Task description:
Since the pictures are not wanted, retype the listing below exactly and without them.

Supplied information:
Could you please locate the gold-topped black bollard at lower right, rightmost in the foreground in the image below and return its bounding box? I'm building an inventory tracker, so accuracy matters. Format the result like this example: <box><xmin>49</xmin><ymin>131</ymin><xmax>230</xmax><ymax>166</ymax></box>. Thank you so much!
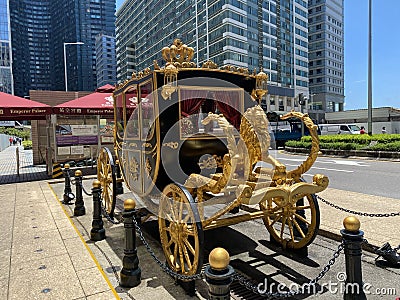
<box><xmin>340</xmin><ymin>216</ymin><xmax>367</xmax><ymax>300</ymax></box>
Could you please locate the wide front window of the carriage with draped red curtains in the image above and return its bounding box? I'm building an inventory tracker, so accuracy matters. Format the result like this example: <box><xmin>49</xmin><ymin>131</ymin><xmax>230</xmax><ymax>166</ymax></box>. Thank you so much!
<box><xmin>180</xmin><ymin>89</ymin><xmax>243</xmax><ymax>138</ymax></box>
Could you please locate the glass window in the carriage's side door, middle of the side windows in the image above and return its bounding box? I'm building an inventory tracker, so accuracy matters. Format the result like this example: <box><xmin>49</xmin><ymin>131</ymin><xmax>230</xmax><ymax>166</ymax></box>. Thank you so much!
<box><xmin>125</xmin><ymin>86</ymin><xmax>139</xmax><ymax>139</ymax></box>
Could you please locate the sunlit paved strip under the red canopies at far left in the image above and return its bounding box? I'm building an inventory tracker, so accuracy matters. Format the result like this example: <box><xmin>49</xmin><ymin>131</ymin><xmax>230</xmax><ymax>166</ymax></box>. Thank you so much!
<box><xmin>0</xmin><ymin>146</ymin><xmax>49</xmax><ymax>184</ymax></box>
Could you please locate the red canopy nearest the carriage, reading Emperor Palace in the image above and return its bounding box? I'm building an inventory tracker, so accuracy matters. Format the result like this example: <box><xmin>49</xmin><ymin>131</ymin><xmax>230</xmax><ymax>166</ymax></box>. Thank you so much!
<box><xmin>53</xmin><ymin>84</ymin><xmax>114</xmax><ymax>115</ymax></box>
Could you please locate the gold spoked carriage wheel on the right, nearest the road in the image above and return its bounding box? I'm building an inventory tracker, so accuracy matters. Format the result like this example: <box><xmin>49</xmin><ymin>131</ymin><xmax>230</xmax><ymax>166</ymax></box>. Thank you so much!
<box><xmin>260</xmin><ymin>194</ymin><xmax>320</xmax><ymax>249</ymax></box>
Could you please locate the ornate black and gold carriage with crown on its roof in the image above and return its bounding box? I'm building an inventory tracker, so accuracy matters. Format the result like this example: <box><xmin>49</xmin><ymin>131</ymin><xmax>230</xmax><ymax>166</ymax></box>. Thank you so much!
<box><xmin>98</xmin><ymin>40</ymin><xmax>329</xmax><ymax>275</ymax></box>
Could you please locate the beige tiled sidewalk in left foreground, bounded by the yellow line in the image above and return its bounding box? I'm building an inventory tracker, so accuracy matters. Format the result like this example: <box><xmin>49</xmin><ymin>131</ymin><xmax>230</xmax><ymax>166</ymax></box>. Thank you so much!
<box><xmin>0</xmin><ymin>181</ymin><xmax>118</xmax><ymax>299</ymax></box>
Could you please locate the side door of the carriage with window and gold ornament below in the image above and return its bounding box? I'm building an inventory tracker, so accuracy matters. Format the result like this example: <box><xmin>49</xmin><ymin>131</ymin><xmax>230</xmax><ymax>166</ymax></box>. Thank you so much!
<box><xmin>122</xmin><ymin>85</ymin><xmax>143</xmax><ymax>194</ymax></box>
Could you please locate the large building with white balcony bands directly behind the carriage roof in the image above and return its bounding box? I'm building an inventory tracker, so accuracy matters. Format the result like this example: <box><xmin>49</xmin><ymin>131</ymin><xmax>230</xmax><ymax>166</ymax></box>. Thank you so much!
<box><xmin>116</xmin><ymin>0</ymin><xmax>308</xmax><ymax>110</ymax></box>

Answer space:
Could you please locate the gold-topped black bollard at lower right, rightmost in the foreground in the image below and return its bounding box? I'm building an inventory tracker, so accuracy matters. Format the result like this example: <box><xmin>49</xmin><ymin>131</ymin><xmax>230</xmax><ymax>166</ymax></box>. Thank you so much!
<box><xmin>340</xmin><ymin>216</ymin><xmax>367</xmax><ymax>300</ymax></box>
Could you please locate the wide front window of the carriage with draped red curtains in the image above and return its bounding box? I'm building an inventory tracker, so accuracy matters. Format the result like this example: <box><xmin>49</xmin><ymin>131</ymin><xmax>230</xmax><ymax>166</ymax></box>. Thank you so much!
<box><xmin>180</xmin><ymin>89</ymin><xmax>243</xmax><ymax>138</ymax></box>
Could you please locate the glass window in the carriage's side door, middle of the side windows in the image above and return its bounding box? I'm building an inventory tracker, so accuracy matters. Format the result like this example: <box><xmin>49</xmin><ymin>131</ymin><xmax>230</xmax><ymax>166</ymax></box>. Thank you so much!
<box><xmin>125</xmin><ymin>86</ymin><xmax>139</xmax><ymax>139</ymax></box>
Could you please locate the sunlit paved strip under the red canopies at far left in the image above and return its bounding box? I'm building an inventory tracker, so accuracy matters. Format the result like this example: <box><xmin>49</xmin><ymin>131</ymin><xmax>230</xmax><ymax>166</ymax></box>. Thank you so much!
<box><xmin>0</xmin><ymin>146</ymin><xmax>49</xmax><ymax>184</ymax></box>
Could you please locate the red canopy nearest the carriage, reading Emperor Palace in the image above and return its bounding box? I'm building an inventory tracker, so accuracy matters. Format the result like this example: <box><xmin>49</xmin><ymin>131</ymin><xmax>230</xmax><ymax>166</ymax></box>. Thank you so much!
<box><xmin>53</xmin><ymin>84</ymin><xmax>114</xmax><ymax>115</ymax></box>
Could you please locate the gold spoked carriage wheel on the right, nearest the road in the image above and return its bounding box? I'm building an inventory tracker, so accuracy matters. Format the result like this example: <box><xmin>49</xmin><ymin>131</ymin><xmax>230</xmax><ymax>166</ymax></box>. Thank you so much!
<box><xmin>260</xmin><ymin>194</ymin><xmax>320</xmax><ymax>249</ymax></box>
Could you please locate the ornate black and gold carriage with crown on its roof in the image above and return its bounding box? I'm building an inventory tracker, so accuracy matters. Format the result like this example: <box><xmin>49</xmin><ymin>131</ymin><xmax>230</xmax><ymax>166</ymax></box>. Thank you so much!
<box><xmin>98</xmin><ymin>40</ymin><xmax>329</xmax><ymax>275</ymax></box>
Could you please locate the beige tiled sidewalk in left foreground, bounded by the yellow line in the image above and return its bounding box? I'm building an inventory tracker, so accuracy matters. Format the result like this example: <box><xmin>49</xmin><ymin>131</ymin><xmax>230</xmax><ymax>166</ymax></box>. Thank you so much!
<box><xmin>0</xmin><ymin>181</ymin><xmax>118</xmax><ymax>299</ymax></box>
Could you please locate the side door of the carriage with window and gold ornament below in the image above and return its bounding box? I'm building an inventory tracker, so accuracy matters. Format the result like this example: <box><xmin>49</xmin><ymin>131</ymin><xmax>230</xmax><ymax>166</ymax></box>. Thank you so much!
<box><xmin>122</xmin><ymin>85</ymin><xmax>143</xmax><ymax>194</ymax></box>
Could you please locate the large building with white balcony bands directly behind the carriage roof in the image above and return its bounding box? I'm building an inventory tracker, so accuracy matters. Format the result like this example: <box><xmin>49</xmin><ymin>131</ymin><xmax>230</xmax><ymax>166</ymax></box>. Thank you so much!
<box><xmin>116</xmin><ymin>0</ymin><xmax>308</xmax><ymax>110</ymax></box>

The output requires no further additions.